Can you reproduce the listing below with each "bounding box" switched to "enclosing rectangle" and every other character left unchanged?
+++ GIVEN DATA
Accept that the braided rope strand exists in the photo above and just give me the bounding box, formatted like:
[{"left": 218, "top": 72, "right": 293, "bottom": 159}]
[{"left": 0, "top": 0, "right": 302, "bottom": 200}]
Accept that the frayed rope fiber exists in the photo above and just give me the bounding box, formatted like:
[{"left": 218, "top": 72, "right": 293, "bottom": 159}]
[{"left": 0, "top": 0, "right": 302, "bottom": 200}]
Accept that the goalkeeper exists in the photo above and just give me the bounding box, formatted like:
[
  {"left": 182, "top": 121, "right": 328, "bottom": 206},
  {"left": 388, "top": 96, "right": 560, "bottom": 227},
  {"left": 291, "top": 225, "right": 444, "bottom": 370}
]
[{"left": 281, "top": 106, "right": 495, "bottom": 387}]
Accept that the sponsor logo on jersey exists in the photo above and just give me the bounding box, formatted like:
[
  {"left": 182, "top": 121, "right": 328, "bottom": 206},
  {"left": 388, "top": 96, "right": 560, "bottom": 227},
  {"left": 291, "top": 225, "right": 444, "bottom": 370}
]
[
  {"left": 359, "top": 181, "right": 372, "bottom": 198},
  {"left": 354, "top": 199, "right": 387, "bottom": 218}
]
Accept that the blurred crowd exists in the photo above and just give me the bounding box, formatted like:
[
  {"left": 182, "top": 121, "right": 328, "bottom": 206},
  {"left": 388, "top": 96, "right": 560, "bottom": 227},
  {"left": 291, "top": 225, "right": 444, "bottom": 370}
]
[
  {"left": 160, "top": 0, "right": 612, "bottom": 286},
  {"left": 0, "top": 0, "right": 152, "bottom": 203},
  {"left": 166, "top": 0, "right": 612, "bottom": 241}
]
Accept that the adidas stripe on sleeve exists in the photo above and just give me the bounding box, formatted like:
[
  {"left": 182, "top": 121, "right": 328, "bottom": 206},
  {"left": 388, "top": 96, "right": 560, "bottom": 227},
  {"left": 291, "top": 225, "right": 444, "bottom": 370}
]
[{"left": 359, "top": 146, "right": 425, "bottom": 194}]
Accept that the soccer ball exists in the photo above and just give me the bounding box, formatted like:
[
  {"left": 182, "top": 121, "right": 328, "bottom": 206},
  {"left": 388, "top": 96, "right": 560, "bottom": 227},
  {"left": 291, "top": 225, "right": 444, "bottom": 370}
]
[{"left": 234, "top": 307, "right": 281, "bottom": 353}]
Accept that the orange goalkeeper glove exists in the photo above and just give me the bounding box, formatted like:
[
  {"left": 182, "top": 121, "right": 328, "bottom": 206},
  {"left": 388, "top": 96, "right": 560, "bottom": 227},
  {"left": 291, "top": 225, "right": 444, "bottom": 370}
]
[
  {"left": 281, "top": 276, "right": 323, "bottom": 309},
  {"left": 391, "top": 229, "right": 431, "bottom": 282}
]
++++++
REPLY:
Accept that the braided rope strand exists in the photo above and just give me the enclosing rectangle, formatted like:
[{"left": 218, "top": 72, "right": 293, "bottom": 159}]
[{"left": 0, "top": 0, "right": 302, "bottom": 200}]
Accept that the frayed rope fiber exists in the photo above and just give me the enclosing rectangle, formatted like:
[{"left": 218, "top": 72, "right": 293, "bottom": 159}]
[{"left": 0, "top": 0, "right": 302, "bottom": 200}]
Accept that the goalkeeper exists in the photo above and just give me the enclosing rectangle, formatted like:
[
  {"left": 182, "top": 121, "right": 328, "bottom": 206},
  {"left": 388, "top": 96, "right": 560, "bottom": 227},
  {"left": 291, "top": 225, "right": 444, "bottom": 370}
]
[{"left": 281, "top": 106, "right": 495, "bottom": 387}]
Accept that the sponsor logo on jersey exists in the photo above and just give me the enclosing rectangle, formatted like:
[
  {"left": 182, "top": 121, "right": 328, "bottom": 206},
  {"left": 388, "top": 96, "right": 560, "bottom": 227},
  {"left": 291, "top": 225, "right": 444, "bottom": 370}
]
[
  {"left": 359, "top": 181, "right": 372, "bottom": 198},
  {"left": 354, "top": 199, "right": 387, "bottom": 218}
]
Accept that the blurred crowd exists in the photo above and just give me the enclosing rectangle, formatted like:
[
  {"left": 182, "top": 121, "right": 328, "bottom": 206},
  {"left": 388, "top": 96, "right": 560, "bottom": 227},
  {"left": 291, "top": 225, "right": 444, "bottom": 370}
]
[
  {"left": 160, "top": 0, "right": 612, "bottom": 286},
  {"left": 0, "top": 0, "right": 152, "bottom": 203},
  {"left": 166, "top": 0, "right": 612, "bottom": 241}
]
Accept that the adidas stripe on sleeve exists in the photo above and just give me the enclosing rectangle, formatted like:
[
  {"left": 182, "top": 121, "right": 328, "bottom": 206},
  {"left": 388, "top": 96, "right": 560, "bottom": 227},
  {"left": 291, "top": 225, "right": 444, "bottom": 370}
]
[{"left": 359, "top": 146, "right": 425, "bottom": 194}]
Accept that the soccer ball exists in the photo above and just give me the enclosing rectangle, formatted like:
[
  {"left": 182, "top": 121, "right": 328, "bottom": 206},
  {"left": 388, "top": 96, "right": 560, "bottom": 227},
  {"left": 291, "top": 225, "right": 444, "bottom": 370}
]
[{"left": 234, "top": 307, "right": 281, "bottom": 353}]
Accept that the orange goalkeeper glove exists in the photo above and just give me the enclosing rectangle, formatted like:
[
  {"left": 182, "top": 121, "right": 328, "bottom": 206},
  {"left": 388, "top": 96, "right": 560, "bottom": 227},
  {"left": 291, "top": 225, "right": 444, "bottom": 370}
]
[
  {"left": 281, "top": 276, "right": 323, "bottom": 309},
  {"left": 391, "top": 229, "right": 431, "bottom": 282}
]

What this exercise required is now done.